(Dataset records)
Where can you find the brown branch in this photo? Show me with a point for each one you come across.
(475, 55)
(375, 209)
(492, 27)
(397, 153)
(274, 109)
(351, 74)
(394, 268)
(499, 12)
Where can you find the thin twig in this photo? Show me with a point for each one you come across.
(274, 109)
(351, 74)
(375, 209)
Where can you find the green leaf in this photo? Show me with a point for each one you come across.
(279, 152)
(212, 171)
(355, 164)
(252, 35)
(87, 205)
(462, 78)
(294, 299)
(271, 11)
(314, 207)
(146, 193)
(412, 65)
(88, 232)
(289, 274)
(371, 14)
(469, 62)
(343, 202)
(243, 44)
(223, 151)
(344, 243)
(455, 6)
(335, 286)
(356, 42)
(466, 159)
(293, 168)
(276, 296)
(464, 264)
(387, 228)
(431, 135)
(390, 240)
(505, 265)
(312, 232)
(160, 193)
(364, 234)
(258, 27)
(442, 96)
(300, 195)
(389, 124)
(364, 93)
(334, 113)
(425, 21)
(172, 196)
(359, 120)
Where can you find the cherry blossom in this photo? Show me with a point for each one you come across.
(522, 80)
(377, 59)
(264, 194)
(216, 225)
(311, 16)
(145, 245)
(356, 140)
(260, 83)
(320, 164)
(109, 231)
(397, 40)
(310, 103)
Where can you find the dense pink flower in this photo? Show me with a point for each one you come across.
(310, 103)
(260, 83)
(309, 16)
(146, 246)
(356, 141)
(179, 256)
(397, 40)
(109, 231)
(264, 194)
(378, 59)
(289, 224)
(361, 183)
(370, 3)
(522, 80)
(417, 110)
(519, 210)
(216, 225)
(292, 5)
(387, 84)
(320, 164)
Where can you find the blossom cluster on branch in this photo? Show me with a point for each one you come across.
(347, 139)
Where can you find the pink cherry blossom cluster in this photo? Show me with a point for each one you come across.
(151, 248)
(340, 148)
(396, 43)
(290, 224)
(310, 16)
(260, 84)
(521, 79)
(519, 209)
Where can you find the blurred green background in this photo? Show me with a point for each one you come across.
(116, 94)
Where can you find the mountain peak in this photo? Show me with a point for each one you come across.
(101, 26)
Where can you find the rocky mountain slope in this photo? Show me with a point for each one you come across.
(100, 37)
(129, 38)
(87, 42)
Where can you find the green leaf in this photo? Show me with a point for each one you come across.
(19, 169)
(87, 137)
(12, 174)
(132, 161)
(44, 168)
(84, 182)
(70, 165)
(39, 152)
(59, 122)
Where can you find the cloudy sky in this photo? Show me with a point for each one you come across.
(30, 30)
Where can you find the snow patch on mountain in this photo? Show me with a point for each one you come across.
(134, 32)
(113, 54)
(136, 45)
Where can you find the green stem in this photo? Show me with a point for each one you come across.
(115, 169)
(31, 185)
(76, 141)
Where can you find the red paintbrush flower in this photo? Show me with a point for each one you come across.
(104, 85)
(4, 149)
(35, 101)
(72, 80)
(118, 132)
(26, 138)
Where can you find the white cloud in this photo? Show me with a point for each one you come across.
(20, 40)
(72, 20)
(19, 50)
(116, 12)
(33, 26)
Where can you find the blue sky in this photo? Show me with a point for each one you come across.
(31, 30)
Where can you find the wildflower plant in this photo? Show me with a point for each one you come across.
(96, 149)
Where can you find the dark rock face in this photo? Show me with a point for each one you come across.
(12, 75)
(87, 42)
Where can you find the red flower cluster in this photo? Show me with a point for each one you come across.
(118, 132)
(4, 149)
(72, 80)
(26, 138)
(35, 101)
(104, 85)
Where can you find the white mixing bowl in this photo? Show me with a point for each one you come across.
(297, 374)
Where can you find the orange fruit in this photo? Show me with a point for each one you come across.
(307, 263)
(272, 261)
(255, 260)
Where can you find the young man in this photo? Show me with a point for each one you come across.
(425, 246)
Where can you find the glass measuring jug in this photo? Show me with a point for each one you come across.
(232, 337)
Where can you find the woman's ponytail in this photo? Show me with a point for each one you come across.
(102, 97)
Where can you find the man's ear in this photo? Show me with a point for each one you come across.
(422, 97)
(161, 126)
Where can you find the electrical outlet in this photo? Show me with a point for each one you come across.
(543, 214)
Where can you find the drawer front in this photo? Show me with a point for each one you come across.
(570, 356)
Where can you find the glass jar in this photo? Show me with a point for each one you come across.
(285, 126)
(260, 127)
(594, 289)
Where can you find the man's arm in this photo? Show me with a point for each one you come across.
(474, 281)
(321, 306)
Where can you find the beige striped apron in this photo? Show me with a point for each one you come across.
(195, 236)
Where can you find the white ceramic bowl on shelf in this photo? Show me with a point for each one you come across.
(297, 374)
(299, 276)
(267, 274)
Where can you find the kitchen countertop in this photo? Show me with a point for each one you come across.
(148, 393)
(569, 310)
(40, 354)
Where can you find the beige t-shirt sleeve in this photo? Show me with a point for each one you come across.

## Problem description
Return the entries above exactly, each one complete.

## Correct output
Where can you find the brown branch in this photo? Show me with a point for each one you come across.
(475, 55)
(375, 209)
(492, 27)
(397, 153)
(274, 109)
(351, 74)
(394, 268)
(499, 12)
Where can you find the thin twig in this photo? Show me with a point for each one you come across.
(274, 109)
(351, 74)
(375, 209)
Where can you find the green leaf in this photo? Show me with a point for each one you come across.
(279, 152)
(212, 171)
(355, 164)
(252, 35)
(87, 205)
(462, 78)
(294, 299)
(271, 11)
(314, 207)
(146, 193)
(412, 65)
(88, 232)
(289, 274)
(371, 14)
(469, 62)
(343, 202)
(243, 44)
(223, 151)
(344, 243)
(455, 6)
(335, 286)
(356, 42)
(466, 159)
(293, 168)
(276, 296)
(464, 264)
(387, 228)
(431, 135)
(390, 240)
(505, 265)
(312, 232)
(160, 193)
(364, 234)
(258, 27)
(442, 96)
(300, 195)
(389, 124)
(364, 93)
(334, 113)
(425, 21)
(172, 196)
(359, 120)
Where can you find the cherry blossom in this photo? Show me with a point for each one you come across.
(522, 80)
(377, 59)
(264, 194)
(216, 225)
(311, 16)
(145, 245)
(356, 140)
(260, 83)
(320, 164)
(109, 231)
(397, 40)
(310, 103)
Where can you find the dense pink flower in this photo? Show me with a point for each one you come across.
(310, 103)
(260, 83)
(309, 16)
(146, 246)
(356, 141)
(179, 256)
(397, 40)
(109, 231)
(264, 194)
(378, 59)
(289, 224)
(361, 183)
(370, 3)
(522, 80)
(417, 110)
(519, 210)
(216, 225)
(292, 5)
(387, 84)
(320, 164)
Where can you find the blossom cluster on branch in this photo? Show me with a point for each one you come across.
(347, 139)
Where can you find the pink cherry blossom cluster in this photo? Show me with a point for each one you come across.
(151, 248)
(340, 148)
(396, 43)
(290, 224)
(310, 16)
(260, 84)
(521, 79)
(519, 209)
Where can you find the blurred green background in this photo? Show me with a point for each one you come across.
(116, 94)
Where can you find the mountain peak in this photo? Show me with a point for each one you come across.
(101, 26)
Where can you find the rocky mountain slope in this photo? Show me with a point for each one you come across.
(100, 37)
(129, 38)
(87, 42)
Where can you find the green leaf in this photo? Show me with a point for each one you come across.
(19, 169)
(87, 137)
(12, 174)
(132, 161)
(44, 168)
(84, 182)
(70, 165)
(39, 152)
(59, 122)
Where can you find the cloudy sky in this photo? Show me with a point for each one you come across.
(30, 30)
Where can you find the snow patch on mountain in this photo? Show me with a point for each one you come across.
(134, 32)
(113, 54)
(136, 45)
Where can you find the green stem in this photo? Show me with a point for each one you come across.
(115, 169)
(31, 185)
(76, 141)
Where can you find the red paintbrush flower in this photo? Show me with a point for each one you come across.
(104, 85)
(4, 149)
(35, 101)
(72, 80)
(118, 132)
(26, 138)
Where can you find the white cloud in this photo? Show me with a point for each one you come across.
(20, 40)
(72, 20)
(19, 50)
(116, 12)
(33, 26)
Where can you find the blue sky in this photo? Show me with a point for each one you come across.
(31, 30)
Where can you find the wildflower plant in this photo? Show me with a point for each one you come across.
(96, 149)
Where can you find the dark rock face in this photo? Show me with a point for each one you come across.
(12, 75)
(87, 42)
Where can you find the red flower cluster in this photo? Show me with a point for each one you come across.
(118, 132)
(4, 149)
(72, 80)
(26, 138)
(35, 101)
(104, 85)
Where can you find the white mixing bowl in this photo? Show me with a point for each one you come across.
(297, 374)
Where can you find the orange fruit in this photo? Show me with a point for each one you come across.
(307, 263)
(272, 261)
(255, 260)
Where can you find the young man in this photo? Show me with a point for each one you come across.
(425, 246)
Where can you find the glass measuring jug in this photo? Show me with a point for each one you come across.
(232, 337)
Where can you find the woman's ponytail in this photo? Show me with a point for each one you come across.
(102, 97)
Where can you find the man's ear in this photo? Show me with a point for each one you come across.
(422, 97)
(161, 126)
Where can you find the electrical outlet in this photo? Show me with a point for each one you come across.
(543, 214)
Where can you find the drawer front in this photo? Show me with a point for each one you come across.
(570, 356)
Where can you find the glass jar in this photo? Show me with a point for each one you come across.
(285, 126)
(260, 127)
(594, 289)
Where can you find the man's arm in this photo? Show me with a point for each one you come across.
(474, 281)
(321, 306)
Where can you find the beige striped apron in this photo? Show me with a point for each one you come across.
(195, 236)
Where can you find the white ceramic bowl on shelf in this photo? Show me with a point for each one you come across.
(297, 374)
(299, 276)
(267, 274)
Where can you find the kitchen countertop in this photo? Show me with a point for each one you come across.
(148, 393)
(569, 310)
(40, 354)
Where can you find the beige t-shirt sleeve in this photo? Show me with a point for each one you come across.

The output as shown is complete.